(Point localization data)
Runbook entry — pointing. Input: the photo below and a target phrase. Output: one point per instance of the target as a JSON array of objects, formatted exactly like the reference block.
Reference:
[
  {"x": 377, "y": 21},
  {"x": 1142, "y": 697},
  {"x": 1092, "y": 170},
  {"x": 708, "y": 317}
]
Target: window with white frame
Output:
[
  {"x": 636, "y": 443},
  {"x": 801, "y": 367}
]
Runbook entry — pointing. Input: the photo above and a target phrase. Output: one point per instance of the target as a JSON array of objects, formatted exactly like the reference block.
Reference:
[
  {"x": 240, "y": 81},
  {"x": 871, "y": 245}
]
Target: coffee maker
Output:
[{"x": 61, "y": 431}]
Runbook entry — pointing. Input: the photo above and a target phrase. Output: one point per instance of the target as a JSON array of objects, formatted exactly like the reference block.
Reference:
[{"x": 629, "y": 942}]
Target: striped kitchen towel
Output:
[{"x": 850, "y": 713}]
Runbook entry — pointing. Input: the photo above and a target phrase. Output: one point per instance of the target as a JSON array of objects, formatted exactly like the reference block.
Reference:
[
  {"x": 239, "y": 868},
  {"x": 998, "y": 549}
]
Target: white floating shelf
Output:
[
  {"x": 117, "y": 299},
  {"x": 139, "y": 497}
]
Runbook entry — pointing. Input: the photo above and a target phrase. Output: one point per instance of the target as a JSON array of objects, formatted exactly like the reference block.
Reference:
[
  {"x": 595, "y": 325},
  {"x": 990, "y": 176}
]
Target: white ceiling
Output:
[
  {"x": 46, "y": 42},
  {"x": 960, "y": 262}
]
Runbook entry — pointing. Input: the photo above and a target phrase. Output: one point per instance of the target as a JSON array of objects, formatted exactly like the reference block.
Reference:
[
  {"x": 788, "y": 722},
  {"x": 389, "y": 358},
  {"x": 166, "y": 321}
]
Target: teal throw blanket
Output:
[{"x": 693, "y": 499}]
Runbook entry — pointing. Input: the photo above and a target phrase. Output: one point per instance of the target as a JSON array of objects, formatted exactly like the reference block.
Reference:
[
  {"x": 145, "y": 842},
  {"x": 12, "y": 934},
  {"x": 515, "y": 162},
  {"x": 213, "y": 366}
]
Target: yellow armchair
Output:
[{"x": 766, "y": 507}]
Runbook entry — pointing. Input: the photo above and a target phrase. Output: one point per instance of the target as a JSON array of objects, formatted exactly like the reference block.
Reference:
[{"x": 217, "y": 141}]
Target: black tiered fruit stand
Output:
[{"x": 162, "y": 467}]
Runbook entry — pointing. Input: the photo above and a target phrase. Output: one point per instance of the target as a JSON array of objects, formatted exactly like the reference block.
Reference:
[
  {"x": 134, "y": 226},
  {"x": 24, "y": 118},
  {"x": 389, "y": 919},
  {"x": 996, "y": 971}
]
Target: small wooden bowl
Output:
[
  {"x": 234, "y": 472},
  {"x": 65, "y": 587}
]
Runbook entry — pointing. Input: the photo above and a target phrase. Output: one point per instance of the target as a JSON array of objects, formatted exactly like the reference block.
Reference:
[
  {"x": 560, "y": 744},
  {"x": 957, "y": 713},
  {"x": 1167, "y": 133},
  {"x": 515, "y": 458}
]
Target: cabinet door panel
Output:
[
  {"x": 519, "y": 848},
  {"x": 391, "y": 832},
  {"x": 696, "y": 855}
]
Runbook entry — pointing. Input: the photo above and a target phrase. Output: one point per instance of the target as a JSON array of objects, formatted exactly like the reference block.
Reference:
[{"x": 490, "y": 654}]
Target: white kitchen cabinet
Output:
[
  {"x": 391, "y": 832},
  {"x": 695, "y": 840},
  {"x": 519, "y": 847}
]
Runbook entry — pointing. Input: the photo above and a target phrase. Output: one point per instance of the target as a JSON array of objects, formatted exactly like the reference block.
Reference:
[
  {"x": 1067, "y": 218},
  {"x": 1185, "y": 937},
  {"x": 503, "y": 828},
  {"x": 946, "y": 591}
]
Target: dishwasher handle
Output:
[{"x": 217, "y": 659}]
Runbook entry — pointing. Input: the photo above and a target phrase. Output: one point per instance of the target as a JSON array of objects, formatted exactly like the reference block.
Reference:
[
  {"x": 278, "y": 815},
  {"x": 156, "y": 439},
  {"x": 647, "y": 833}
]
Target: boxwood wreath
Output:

(Directions for this task) Return every record exactly as it was given.

(Task output)
Runbook entry — pointing. Input: the photo below and a target phrase. Output: one point per instance of the target as a JSON array of objects, formatted exactly like the reference block.
Reference:
[
  {"x": 377, "y": 21},
  {"x": 1142, "y": 697},
  {"x": 1092, "y": 170},
  {"x": 708, "y": 317}
]
Target: window with white frame
Output:
[
  {"x": 636, "y": 443},
  {"x": 801, "y": 367}
]
Runbook entry — pointing. Input: the photo above and a target phrase. Output: one point per instance of the target as a JSON array of objects, formatted exactly like the reference block.
Reference:
[
  {"x": 240, "y": 81},
  {"x": 871, "y": 245}
]
Target: coffee maker
Output:
[{"x": 61, "y": 431}]
Runbook entry — pointing. Input: the photo above and a target phrase. Output: one point per instance of the target as a JSON array of objects, formatted exactly like the reference block.
Reference:
[{"x": 629, "y": 942}]
Target: striped kitchen towel
Output:
[{"x": 850, "y": 713}]
Runbook entry — pointing. Input: the photo above and a target phrase. Output: one point per instance of the target as a JSON array of objects, formatted exactly like the reference block.
Reference:
[
  {"x": 239, "y": 868},
  {"x": 998, "y": 549}
]
Target: white floating shelf
Output:
[
  {"x": 117, "y": 299},
  {"x": 139, "y": 497}
]
Runbook entry — pointing. Input: the photo above and a target phrase. Output: one point per instance of the target as a JSON array of objects, formatted exactly like the reference block.
Reference:
[
  {"x": 595, "y": 325},
  {"x": 990, "y": 176}
]
Target: white ceiling
Output:
[
  {"x": 46, "y": 42},
  {"x": 960, "y": 262}
]
Runbook entry — pointing. Input: the photo above and a target phrase. Output: one point per instance of the target as a JSON array of objects, formatted exactly like the reference block.
Reference:
[
  {"x": 788, "y": 722},
  {"x": 389, "y": 358},
  {"x": 166, "y": 321}
]
Target: teal throw blanket
Output:
[{"x": 693, "y": 499}]
Runbook entry — pointing. Input: the photo above and a target phrase. Output: one point per instance of the target as a JSON array of objects, formatted exactly like the reference block.
Reference:
[
  {"x": 145, "y": 842},
  {"x": 12, "y": 934},
  {"x": 515, "y": 162},
  {"x": 213, "y": 366}
]
Target: yellow armchair
Output:
[{"x": 766, "y": 507}]
Runbook entry — pointing. Input: the photo above and a target phrase. Output: one point per instance of the target as a JSON array of objects, formatted exactly like the reference block.
Reference:
[{"x": 217, "y": 141}]
Target: black tiered fruit stand
Output:
[{"x": 162, "y": 467}]
Runbook entry — pointing. Input: the photo above and a target phrase. Output: one point per instance of the target as a JSON array of objects, formatted exactly like the reference block.
Reference:
[
  {"x": 134, "y": 226},
  {"x": 24, "y": 118},
  {"x": 389, "y": 919},
  {"x": 996, "y": 971}
]
Target: small wooden bowl
Output:
[
  {"x": 234, "y": 472},
  {"x": 65, "y": 587}
]
Runbook entry — pointing. Input: the photo above and a target phrase. Output: one point per instance of the target as a JSON array of objects, formatted exactly like the reference block.
Reference:
[
  {"x": 560, "y": 744},
  {"x": 957, "y": 713},
  {"x": 1167, "y": 133},
  {"x": 515, "y": 458}
]
Target: cabinet door panel
Output:
[
  {"x": 519, "y": 848},
  {"x": 391, "y": 832},
  {"x": 696, "y": 855}
]
Runbook entry — pointing. Input: the photo above and a target phrase. Output: one point per instance of the target as a JSON array of objects, formatted exactly like the reference block.
Reference:
[{"x": 490, "y": 654}]
Target: white kitchen cabinet
Output:
[
  {"x": 391, "y": 832},
  {"x": 695, "y": 840},
  {"x": 519, "y": 847}
]
Runbook entry — pointing. Input: the photo above and a target phrase. Output: one point per instance of the target as a JSON array of objects, formatted exactly like the reference block.
Reference:
[
  {"x": 1067, "y": 218},
  {"x": 1185, "y": 937},
  {"x": 503, "y": 828},
  {"x": 946, "y": 591}
]
Target: dishwasher handle
Output:
[{"x": 217, "y": 659}]
Runbook entry — pointing. Input: the photo above and a target phrase. Output: one point per instance of the target as a JSON array of objects, formatted exactly like the reference block.
Reference:
[
  {"x": 278, "y": 815},
  {"x": 156, "y": 439},
  {"x": 647, "y": 833}
]
Target: boxwood wreath
Output:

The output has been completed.